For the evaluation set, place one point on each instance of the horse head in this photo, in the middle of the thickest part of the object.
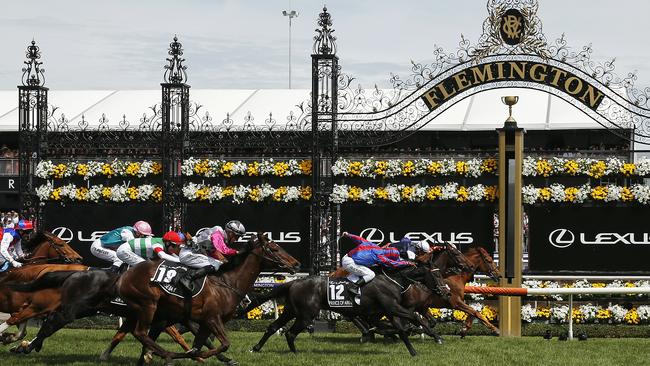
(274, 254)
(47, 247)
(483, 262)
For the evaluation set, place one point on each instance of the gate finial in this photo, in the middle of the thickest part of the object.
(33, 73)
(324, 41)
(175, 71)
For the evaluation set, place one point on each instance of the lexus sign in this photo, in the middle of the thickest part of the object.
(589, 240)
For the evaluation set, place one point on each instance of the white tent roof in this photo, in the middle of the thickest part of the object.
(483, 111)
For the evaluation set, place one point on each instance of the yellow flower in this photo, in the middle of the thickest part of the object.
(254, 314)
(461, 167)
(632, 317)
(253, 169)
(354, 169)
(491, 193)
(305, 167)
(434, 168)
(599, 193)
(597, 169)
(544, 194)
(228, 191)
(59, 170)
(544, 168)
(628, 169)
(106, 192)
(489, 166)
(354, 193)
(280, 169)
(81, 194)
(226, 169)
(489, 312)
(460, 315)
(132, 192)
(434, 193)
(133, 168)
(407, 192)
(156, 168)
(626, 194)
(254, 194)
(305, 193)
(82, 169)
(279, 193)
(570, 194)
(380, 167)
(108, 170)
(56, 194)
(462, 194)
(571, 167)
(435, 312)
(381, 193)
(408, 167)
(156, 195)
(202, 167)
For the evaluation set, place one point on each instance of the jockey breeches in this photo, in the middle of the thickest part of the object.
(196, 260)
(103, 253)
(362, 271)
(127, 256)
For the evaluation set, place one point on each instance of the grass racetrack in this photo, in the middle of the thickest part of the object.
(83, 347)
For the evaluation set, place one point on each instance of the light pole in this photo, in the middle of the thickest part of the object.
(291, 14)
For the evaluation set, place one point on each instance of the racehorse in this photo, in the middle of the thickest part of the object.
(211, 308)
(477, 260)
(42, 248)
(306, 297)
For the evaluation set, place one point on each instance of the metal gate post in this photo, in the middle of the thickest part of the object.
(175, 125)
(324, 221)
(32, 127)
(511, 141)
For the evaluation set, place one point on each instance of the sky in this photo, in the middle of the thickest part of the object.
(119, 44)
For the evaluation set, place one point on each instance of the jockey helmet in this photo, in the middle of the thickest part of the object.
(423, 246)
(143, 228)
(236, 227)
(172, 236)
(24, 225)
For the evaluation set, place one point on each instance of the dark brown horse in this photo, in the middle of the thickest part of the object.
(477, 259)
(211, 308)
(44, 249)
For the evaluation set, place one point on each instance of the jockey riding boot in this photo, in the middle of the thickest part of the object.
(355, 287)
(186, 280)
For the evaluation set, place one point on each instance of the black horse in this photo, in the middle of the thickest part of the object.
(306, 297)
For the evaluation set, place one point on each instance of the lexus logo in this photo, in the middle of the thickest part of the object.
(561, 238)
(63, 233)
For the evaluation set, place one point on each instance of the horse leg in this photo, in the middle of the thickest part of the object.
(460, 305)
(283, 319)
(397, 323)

# EXERCISE AIM:
Copy out the rows above, starting with the line that contains "the jockey riding" and going on through the final row, keeping every line identical.

# WRITTEN ANSWER:
For the evaluation set, place one point on each instance of the jockey riding boot in this photo, in the middle of the thickest part of the object.
(355, 287)
(186, 280)
For the evaluation set, place one point on each instance of the black horse in this photo, in the middle of the thickest part of the object.
(306, 297)
For the evaluation set, place one point on each instance of the lexus logo in this photo, in the middle of the thickest part of the object.
(561, 238)
(63, 233)
For the evaluation set, place one point on each instance of the horse leg in this photo, in the middle of the thickest part of the object.
(460, 305)
(283, 319)
(397, 323)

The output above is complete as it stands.